> [Stated exercise 1]
According to the article on protecting children in armed conflict, roughly what share of the victims of modern armed conflicts are children?
> [Stated exercise 2]
Write the next part of the article on protecting children in armed conflict, beginning after its final sentence.

--- Begin Article ---

Technological developments gave a new dimension to the twentieth century warfare. Introduction of new weapons dramatically increased the number of causalities. In addition, new patterns of fighting that characterize today’s armed conflicts blurred the distinction between military and civilian arenas. Wars are no longer fought between states, but within them. Consequently, number and proportion of civilian causalities has leaped from 5% at the beginning of a century, to 90% at the end of it.[2] Approximately half of the victims of modern armed conflicts are children.[3] According to UNICEF, over one billion of girls and boys live in countries or territories affected by armed conflict, and around 300 million of them are under five years old.[4]

Protection and well-being of children in times of conflict, in recent decades, has come to occupy an important place in the political agenda of the international community. As a result, there is a considerable body of norms and standards, contained principally in international humanitarian and human rights law that serve as a normative framework for protection of children in context of armed conflict.[5]

In times of conflict, all civilians, including children, enjoy equal protection under international humanitarian law. In addition to it, because of their vulnerability and developmental needs, children are entitled to certain special protection. Some of the guarantees found in international instruments have become part of customary law.

The following are some of the key legal instruments providing basis for the protection of children in situations of armed conflict:

The Convention on the Rights of the Child (1989), the Optional Protocol to the Convention on the Rights of the Child on the involvement of children in armed conflict (2000), the Geneva Convention (1949), and the Protocols Additional to the Geneva Convention (1977), the International Labour Office (ILO) Convention 182 on the Elimination of the Worst Forms of Child Labour (1999), the Rome Statute of the International Criminal Court (2002), number of Security Council resolutions adopted between 1999 and 2009.[6]

The body of treaties, protocols, and other soft law instruments continues to expand and provide guidance on how to advance protection and respect for children’s rights in times of conflict; however, effective implementation of standards set out in these instruments remains a major challenge in many parts of the world.

--- End Article ---
--- Begin Stored rows ---

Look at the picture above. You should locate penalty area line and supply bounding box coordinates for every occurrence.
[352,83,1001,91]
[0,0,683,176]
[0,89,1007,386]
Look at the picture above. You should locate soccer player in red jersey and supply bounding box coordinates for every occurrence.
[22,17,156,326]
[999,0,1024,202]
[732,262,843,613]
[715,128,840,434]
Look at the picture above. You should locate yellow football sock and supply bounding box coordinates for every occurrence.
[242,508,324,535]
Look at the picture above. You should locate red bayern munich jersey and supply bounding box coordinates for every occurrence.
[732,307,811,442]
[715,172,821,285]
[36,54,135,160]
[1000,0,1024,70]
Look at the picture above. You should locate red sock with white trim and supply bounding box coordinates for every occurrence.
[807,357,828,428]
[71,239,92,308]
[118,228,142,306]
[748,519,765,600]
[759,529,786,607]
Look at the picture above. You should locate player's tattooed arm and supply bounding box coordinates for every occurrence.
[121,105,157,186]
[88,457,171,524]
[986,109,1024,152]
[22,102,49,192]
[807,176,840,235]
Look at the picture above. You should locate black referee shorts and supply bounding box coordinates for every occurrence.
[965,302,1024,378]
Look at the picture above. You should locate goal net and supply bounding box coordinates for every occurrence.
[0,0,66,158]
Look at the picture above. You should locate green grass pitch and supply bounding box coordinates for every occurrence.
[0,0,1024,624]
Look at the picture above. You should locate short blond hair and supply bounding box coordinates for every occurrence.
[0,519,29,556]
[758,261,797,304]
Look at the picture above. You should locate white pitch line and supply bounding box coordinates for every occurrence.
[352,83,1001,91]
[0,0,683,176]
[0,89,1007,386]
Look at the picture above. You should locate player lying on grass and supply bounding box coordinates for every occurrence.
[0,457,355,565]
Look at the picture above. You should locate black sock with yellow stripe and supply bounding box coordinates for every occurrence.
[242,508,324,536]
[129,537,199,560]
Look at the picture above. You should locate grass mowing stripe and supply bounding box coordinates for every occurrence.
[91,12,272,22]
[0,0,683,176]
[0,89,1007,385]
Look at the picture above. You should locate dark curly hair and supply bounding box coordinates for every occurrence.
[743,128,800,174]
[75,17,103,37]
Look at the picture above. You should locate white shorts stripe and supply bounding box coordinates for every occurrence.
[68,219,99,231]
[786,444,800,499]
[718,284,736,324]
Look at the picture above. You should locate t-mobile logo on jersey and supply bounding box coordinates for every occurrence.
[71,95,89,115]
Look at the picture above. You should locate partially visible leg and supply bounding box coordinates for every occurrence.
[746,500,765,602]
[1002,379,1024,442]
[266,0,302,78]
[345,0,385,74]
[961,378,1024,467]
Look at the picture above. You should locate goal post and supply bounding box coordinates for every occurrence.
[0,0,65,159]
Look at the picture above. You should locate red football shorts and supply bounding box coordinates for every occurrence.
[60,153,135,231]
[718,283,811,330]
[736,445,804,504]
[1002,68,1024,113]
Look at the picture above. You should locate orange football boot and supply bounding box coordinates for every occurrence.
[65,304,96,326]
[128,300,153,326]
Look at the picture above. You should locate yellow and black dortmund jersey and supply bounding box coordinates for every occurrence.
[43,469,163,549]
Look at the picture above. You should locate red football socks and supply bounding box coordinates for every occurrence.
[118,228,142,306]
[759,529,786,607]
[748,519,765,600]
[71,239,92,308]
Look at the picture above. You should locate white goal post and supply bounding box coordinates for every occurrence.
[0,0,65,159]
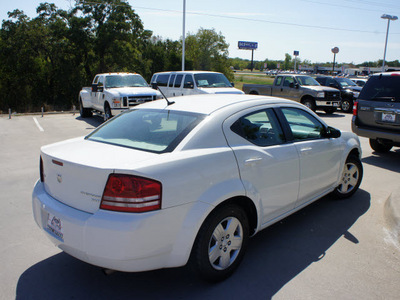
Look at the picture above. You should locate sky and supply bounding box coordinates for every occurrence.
[0,0,400,64]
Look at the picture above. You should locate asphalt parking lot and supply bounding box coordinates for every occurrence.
[0,112,400,299]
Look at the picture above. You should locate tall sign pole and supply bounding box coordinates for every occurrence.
[238,41,258,72]
[331,47,339,75]
[293,50,299,72]
[182,0,186,71]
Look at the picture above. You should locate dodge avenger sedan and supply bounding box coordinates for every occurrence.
[32,95,363,281]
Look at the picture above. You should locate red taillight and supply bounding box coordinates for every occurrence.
[100,174,161,212]
[40,157,44,182]
[353,101,358,116]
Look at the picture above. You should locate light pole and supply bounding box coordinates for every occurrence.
[182,0,186,71]
[381,14,398,72]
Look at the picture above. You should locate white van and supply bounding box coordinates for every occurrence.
[150,71,244,97]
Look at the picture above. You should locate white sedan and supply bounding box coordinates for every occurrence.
[32,95,363,281]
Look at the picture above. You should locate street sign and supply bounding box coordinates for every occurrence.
[238,41,258,50]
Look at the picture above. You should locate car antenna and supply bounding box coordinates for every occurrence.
[151,82,175,106]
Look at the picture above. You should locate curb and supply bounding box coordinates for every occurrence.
[384,188,400,243]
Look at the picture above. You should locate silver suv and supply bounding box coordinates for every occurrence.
[352,72,400,153]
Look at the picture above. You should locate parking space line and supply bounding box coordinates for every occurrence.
[33,117,44,131]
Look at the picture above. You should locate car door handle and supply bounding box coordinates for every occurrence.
[300,147,312,155]
[244,157,262,165]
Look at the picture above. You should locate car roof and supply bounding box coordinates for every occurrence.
[154,71,222,75]
[97,72,140,76]
[372,71,400,76]
[133,94,302,115]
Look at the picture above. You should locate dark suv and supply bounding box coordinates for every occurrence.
[352,72,400,153]
[315,76,362,112]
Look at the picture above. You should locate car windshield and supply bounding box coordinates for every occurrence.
[194,73,232,88]
[359,76,400,102]
[296,76,320,86]
[86,109,204,153]
[336,78,357,88]
[106,75,149,88]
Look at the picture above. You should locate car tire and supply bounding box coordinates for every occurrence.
[324,107,336,115]
[301,98,316,111]
[333,155,363,199]
[79,99,93,118]
[341,99,353,112]
[103,102,112,122]
[192,205,249,282]
[369,139,393,153]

--- End Stored rows ---

> [Exercise output 1]
Approximately half.

> [Exercise output 2]
Despite the rules deriving from international law, rights of millions of children around the world continued to be violated. States have the primary responsibility to put an end to this situation. Therefore, national laws are an important part of legal structure that aims at protecting children in conflict zones. In some cases, these laws may be more protective than international ones, while in others, they provide a lower level of protection.

The overwhelming statistics on the vulnerabilities of children during an armed conflict, however, should not make one forget that children themselves are capable beings, which together with their families and communities play an active role in their own protection.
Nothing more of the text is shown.